[PROVIDED RECORDS Boundary: Start]

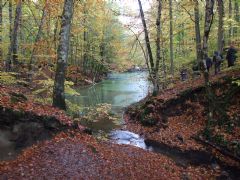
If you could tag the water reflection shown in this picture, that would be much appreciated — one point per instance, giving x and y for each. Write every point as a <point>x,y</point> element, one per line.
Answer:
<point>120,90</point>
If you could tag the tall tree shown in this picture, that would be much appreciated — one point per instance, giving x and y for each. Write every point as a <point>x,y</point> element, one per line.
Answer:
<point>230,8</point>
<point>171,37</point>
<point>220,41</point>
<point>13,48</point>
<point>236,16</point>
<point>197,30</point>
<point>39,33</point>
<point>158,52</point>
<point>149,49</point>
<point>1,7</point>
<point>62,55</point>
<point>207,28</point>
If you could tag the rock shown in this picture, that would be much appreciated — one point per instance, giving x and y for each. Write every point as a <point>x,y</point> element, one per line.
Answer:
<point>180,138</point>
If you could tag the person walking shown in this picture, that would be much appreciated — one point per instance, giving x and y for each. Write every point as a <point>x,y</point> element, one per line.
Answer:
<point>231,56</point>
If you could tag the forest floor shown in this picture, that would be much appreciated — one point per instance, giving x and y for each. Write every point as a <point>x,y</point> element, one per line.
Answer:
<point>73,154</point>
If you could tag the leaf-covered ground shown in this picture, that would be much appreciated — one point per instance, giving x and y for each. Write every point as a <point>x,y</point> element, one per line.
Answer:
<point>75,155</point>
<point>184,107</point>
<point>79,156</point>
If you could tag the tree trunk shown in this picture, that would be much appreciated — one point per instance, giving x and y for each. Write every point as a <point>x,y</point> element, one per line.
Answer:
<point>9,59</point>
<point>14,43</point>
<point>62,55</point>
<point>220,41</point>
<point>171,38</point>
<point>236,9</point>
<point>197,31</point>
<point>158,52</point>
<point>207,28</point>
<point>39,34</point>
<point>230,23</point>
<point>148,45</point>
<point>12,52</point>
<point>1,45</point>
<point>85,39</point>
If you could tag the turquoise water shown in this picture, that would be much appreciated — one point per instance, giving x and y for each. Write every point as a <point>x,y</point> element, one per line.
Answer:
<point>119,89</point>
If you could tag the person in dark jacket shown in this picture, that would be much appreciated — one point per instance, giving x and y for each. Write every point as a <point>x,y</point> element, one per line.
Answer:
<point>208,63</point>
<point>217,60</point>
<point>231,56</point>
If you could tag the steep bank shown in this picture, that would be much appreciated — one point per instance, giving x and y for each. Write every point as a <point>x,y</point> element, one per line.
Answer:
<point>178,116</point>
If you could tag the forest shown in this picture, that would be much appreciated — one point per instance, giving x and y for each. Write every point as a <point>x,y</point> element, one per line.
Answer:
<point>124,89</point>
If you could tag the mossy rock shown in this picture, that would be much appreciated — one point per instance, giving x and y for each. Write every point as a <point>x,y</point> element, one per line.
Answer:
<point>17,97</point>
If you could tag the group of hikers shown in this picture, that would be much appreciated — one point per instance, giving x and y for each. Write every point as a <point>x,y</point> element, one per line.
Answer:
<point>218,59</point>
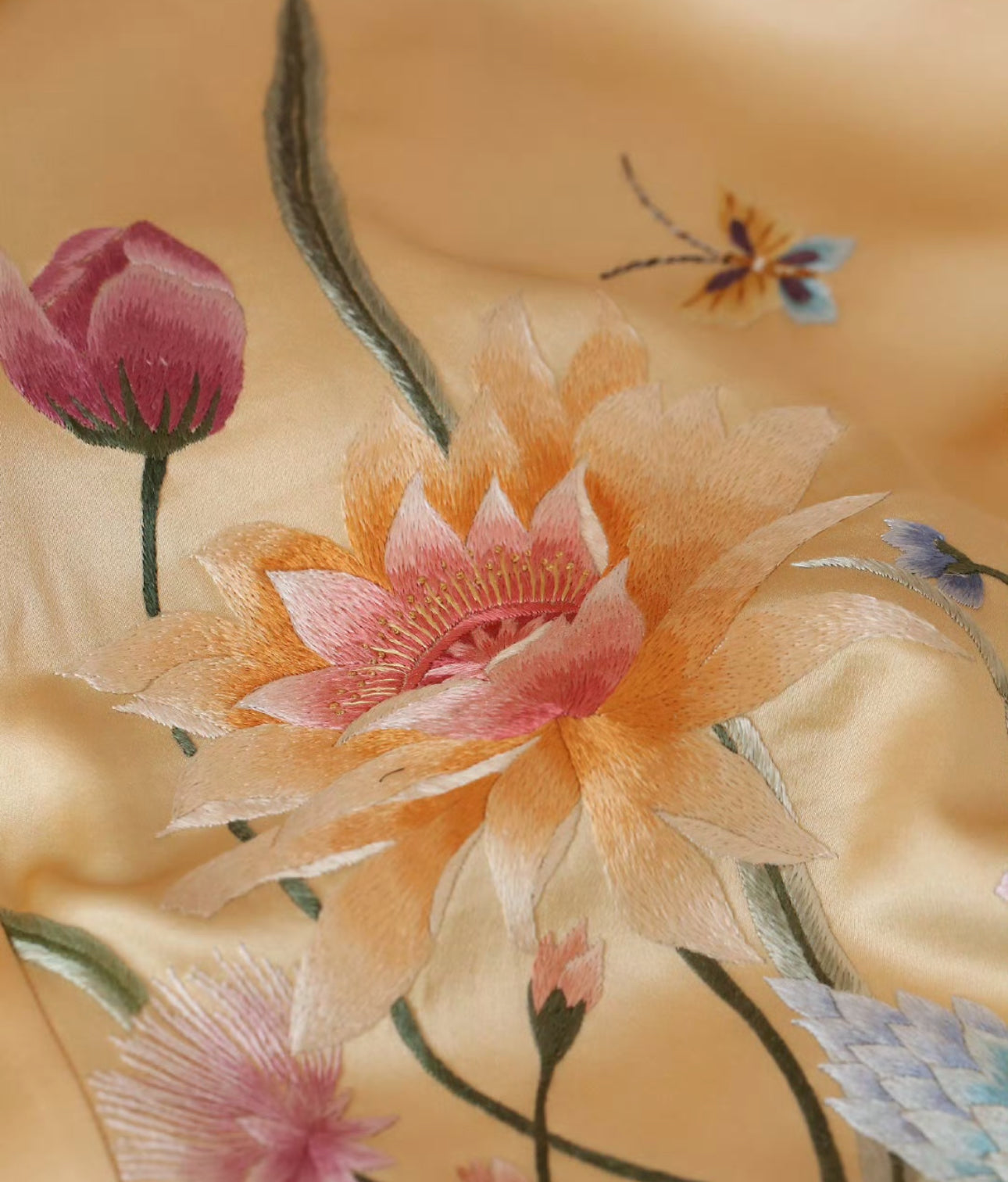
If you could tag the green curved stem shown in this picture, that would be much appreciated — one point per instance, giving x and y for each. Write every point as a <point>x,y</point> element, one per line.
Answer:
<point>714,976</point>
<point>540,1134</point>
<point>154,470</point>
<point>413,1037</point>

[PROVIDED RECORDS Boundary: End]

▶ INSTRUCTIONS TO FOLLOW: Every entry above has to be repeated exactly, apart from its pictures.

▶ ANSWER SECTION:
If you could tag the water reflection shown in this picture, that would be much appreciated — one point per instance, giving x and y for each. Write every point as a <point>x,y</point> element, one per line.
Answer:
<point>120,90</point>
If you could tag the tall tree shown in this picture, that would be much appreciated — one point per instance, giving x and y for each. Write every point as a <point>x,y</point> element, one per line.
Answer:
<point>230,8</point>
<point>171,37</point>
<point>220,41</point>
<point>13,48</point>
<point>236,16</point>
<point>197,30</point>
<point>39,33</point>
<point>158,52</point>
<point>149,49</point>
<point>1,7</point>
<point>62,55</point>
<point>207,28</point>
If you could tag the rock shown in this picture, that would be much appreciated — one point per instance, giving x and y for each. Write every point as a <point>x,y</point> element, one per line.
Answer:
<point>180,138</point>
If you could tag the person walking shown in this picture, that would be much appreciated — one point per instance, giving x and y for each. Write every point as a <point>x,y</point> element, one per line.
Answer:
<point>231,56</point>
If you could tag the forest floor shown in this picture, that would be much appreciated — one point per instance, giving x and y for each. Write every point as a <point>x,y</point> element, one per line.
Answer:
<point>73,154</point>
If you could tag the leaf-covered ground shown in this picture, that would be much appreciated — one point per instance, giving x and y for each. Write every point as a <point>x,y</point> element, one per line.
Answer:
<point>75,155</point>
<point>184,107</point>
<point>79,156</point>
If you could tag the tree trunk shown in this picture, that would be much appreciated — one point per instance, giving x and y for each. Write every point as a <point>x,y</point> element, one per line.
Answer:
<point>9,59</point>
<point>14,43</point>
<point>62,55</point>
<point>220,41</point>
<point>171,38</point>
<point>236,9</point>
<point>197,31</point>
<point>158,52</point>
<point>207,28</point>
<point>39,34</point>
<point>230,23</point>
<point>148,45</point>
<point>12,52</point>
<point>1,45</point>
<point>85,39</point>
If you could tag the turquoise water shown in this picture, that would be much appreciated — one point per instance, giving x and y for each. Write every point as a <point>x,y</point> element, one per line.
Answer:
<point>119,89</point>
If you could tag the person in dark jacket shown in this picture, that would be much appreciated — one point per instance, giving x and y for each. Write every point as a <point>x,y</point> element, one per line.
Answer:
<point>208,63</point>
<point>217,60</point>
<point>231,56</point>
If you could tag the steep bank shown in this picture, that would be much appreciated — one point per instance, giving x and y for each. Write every point as a <point>x,y</point> element, one per line.
Answer:
<point>178,116</point>
If you could tag the forest shown in this picture, that would be much appreciated — one point per instance, giving x and y for each. Write every point as a <point>x,y</point> element, one per line.
Answer:
<point>124,89</point>
If you could tag the mossy rock shown in this picture, that would be much appreciated — one point per instance, giving x and y for each. Write every point as a <point>x,y</point> element, one per line.
Answer:
<point>17,97</point>
If you could tag the group of hikers shown in this picture, that would be much appreciated — one point per instance, giving x and y for each. Write every point as a <point>x,y</point> element, one per line.
Answer:
<point>218,59</point>
If you could tag the green curved stem shown in this picture, that would be much appreciated — one point per instance, giving x and y for each. Write every point as a <point>x,y</point> element, one per line.
Answer:
<point>714,976</point>
<point>540,1134</point>
<point>154,470</point>
<point>413,1037</point>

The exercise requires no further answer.